PROBLEM TO SOLVE
Copy the lines from the beginning through the line containing "[82, 174, 119, 213]", switching "tree branch" to "tree limb" and leaving everything else unchanged.

◆ ◆ ◆

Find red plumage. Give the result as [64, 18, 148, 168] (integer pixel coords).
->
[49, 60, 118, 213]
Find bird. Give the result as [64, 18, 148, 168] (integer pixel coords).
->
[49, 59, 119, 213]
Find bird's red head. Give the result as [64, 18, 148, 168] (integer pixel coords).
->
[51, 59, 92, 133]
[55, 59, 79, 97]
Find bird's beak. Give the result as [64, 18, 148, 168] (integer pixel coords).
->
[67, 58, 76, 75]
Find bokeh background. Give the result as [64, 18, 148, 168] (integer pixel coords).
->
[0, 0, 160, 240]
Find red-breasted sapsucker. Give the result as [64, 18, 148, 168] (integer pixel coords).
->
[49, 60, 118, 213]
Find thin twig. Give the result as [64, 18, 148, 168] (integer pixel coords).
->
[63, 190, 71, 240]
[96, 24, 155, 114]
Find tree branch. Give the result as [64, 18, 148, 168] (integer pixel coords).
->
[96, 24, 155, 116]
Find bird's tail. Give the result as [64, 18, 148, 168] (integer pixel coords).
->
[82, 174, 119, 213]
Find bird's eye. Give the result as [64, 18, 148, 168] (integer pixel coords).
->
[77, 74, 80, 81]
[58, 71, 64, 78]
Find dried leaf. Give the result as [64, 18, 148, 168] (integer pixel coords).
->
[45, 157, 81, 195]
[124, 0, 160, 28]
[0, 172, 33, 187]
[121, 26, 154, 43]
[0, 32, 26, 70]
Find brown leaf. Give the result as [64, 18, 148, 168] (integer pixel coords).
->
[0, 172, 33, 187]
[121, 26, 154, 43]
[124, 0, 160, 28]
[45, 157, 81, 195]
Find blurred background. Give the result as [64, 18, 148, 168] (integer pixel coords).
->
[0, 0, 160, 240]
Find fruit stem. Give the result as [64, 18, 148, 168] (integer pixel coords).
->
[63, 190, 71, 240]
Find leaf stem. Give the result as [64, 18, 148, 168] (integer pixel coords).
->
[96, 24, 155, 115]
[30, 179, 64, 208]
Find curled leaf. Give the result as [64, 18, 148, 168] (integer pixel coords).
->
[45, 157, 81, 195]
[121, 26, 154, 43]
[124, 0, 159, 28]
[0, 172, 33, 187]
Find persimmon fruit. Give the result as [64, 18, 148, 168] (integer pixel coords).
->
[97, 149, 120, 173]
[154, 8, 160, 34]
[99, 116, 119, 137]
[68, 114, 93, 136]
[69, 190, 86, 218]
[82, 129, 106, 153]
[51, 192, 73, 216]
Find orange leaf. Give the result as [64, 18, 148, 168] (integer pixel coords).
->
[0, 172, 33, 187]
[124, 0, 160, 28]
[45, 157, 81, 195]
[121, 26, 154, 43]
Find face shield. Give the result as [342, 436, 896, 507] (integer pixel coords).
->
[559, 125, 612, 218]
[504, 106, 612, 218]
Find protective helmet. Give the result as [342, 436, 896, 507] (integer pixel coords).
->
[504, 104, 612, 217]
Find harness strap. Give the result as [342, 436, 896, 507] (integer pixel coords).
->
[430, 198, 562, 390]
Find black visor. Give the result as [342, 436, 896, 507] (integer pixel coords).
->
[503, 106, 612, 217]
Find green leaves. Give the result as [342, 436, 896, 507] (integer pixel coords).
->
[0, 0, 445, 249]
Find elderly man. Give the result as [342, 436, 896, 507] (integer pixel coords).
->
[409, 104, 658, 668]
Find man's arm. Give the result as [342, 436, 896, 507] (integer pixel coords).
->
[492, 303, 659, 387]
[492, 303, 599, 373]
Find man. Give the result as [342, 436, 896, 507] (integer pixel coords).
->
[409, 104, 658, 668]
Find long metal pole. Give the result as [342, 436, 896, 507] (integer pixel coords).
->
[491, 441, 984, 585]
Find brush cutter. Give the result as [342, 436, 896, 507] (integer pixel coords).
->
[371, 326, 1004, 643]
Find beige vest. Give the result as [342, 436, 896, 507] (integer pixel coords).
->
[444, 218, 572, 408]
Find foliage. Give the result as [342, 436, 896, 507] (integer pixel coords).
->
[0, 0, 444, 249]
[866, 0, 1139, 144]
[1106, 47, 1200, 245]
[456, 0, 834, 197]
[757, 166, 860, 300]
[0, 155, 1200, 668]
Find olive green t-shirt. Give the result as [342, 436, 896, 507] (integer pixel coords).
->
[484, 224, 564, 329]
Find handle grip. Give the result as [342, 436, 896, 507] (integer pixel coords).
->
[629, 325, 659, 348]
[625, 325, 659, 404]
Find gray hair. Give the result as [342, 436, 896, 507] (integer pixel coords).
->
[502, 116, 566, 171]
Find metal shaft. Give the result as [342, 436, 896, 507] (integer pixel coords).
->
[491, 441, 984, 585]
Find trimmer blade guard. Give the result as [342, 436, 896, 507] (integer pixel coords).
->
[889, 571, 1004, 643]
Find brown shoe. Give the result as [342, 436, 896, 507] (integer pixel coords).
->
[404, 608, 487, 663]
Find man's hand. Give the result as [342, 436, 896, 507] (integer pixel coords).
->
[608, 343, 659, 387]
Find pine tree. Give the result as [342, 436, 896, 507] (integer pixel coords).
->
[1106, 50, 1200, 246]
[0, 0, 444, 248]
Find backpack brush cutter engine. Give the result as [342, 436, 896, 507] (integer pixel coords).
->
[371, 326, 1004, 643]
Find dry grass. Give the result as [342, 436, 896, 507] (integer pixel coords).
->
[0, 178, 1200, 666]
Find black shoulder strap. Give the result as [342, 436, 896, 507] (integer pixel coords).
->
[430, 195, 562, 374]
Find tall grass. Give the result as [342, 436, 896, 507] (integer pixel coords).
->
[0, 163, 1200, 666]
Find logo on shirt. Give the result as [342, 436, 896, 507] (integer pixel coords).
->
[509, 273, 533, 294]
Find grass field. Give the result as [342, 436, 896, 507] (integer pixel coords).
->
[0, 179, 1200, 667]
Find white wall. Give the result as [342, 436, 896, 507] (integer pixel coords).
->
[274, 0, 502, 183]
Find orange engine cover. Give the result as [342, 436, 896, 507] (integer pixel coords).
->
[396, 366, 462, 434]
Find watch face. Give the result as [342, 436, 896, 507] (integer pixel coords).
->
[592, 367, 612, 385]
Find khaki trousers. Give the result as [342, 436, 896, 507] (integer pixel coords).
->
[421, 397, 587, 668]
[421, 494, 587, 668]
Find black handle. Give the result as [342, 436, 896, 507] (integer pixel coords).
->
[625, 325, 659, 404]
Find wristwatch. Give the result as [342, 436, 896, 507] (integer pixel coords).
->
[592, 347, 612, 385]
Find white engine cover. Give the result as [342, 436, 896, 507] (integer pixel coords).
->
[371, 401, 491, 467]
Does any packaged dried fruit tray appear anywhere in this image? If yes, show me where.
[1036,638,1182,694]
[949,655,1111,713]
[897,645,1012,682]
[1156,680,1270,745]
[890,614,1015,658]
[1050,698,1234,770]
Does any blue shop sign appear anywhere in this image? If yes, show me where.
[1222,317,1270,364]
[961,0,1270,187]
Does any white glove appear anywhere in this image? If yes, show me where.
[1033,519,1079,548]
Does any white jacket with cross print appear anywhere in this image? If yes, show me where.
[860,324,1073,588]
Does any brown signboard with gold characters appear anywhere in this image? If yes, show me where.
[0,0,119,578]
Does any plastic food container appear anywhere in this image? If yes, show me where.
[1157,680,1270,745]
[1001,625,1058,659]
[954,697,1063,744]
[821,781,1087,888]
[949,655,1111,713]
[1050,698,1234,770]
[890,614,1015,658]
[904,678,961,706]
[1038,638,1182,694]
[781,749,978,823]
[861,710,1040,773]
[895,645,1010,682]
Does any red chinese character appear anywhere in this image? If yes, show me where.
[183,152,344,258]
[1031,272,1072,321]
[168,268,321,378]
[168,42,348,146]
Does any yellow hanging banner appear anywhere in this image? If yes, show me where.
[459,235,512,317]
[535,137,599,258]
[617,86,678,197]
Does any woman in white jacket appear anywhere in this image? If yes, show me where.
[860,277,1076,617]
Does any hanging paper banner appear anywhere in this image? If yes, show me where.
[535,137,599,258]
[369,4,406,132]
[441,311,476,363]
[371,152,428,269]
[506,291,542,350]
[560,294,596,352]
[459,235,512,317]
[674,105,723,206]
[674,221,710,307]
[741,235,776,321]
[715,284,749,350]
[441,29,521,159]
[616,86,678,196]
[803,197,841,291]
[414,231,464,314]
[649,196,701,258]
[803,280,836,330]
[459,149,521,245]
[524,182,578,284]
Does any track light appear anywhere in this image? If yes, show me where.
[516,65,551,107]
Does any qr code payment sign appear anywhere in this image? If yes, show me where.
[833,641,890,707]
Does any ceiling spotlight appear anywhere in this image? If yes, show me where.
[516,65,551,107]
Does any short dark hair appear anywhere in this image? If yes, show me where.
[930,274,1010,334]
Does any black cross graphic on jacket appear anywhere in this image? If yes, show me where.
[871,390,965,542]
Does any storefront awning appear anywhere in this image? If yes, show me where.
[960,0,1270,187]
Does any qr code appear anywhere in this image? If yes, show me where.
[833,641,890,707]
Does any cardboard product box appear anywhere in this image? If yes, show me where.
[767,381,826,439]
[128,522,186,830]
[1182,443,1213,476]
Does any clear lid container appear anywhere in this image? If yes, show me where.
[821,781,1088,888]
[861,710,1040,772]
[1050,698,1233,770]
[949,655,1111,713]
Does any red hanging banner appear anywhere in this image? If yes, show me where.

◆ ◆ ◆

FINISHED ANSWER
Find red plumage. Give the result as [64, 18, 148, 168] (integer pixel coords).
->
[49, 60, 118, 213]
Find bird. Give the result as [64, 18, 148, 168] (integer pixel coords).
->
[49, 59, 119, 213]
Find bird's red head. Give the result as [64, 18, 148, 168] (integer pixel coords).
->
[51, 59, 92, 133]
[55, 59, 79, 97]
Find bird's beak. Give the result as [64, 18, 148, 168] (integer pixel coords).
->
[67, 58, 76, 75]
Find bokeh background. Give the result as [64, 18, 148, 168] (integer pixel coords).
->
[0, 0, 160, 240]
Find red-breasted sapsucker. Give the result as [64, 18, 148, 168] (integer pixel coords).
->
[49, 60, 118, 213]
Find thin twig. Give the result as [64, 18, 148, 168] (integer pixel coords).
->
[63, 190, 71, 240]
[96, 24, 155, 114]
Find tree limb. Give the result as [64, 18, 148, 168] (integer pixel coords).
->
[96, 24, 155, 116]
Find bird's tail. Give the result as [64, 18, 148, 168] (integer pixel coords).
->
[82, 174, 119, 213]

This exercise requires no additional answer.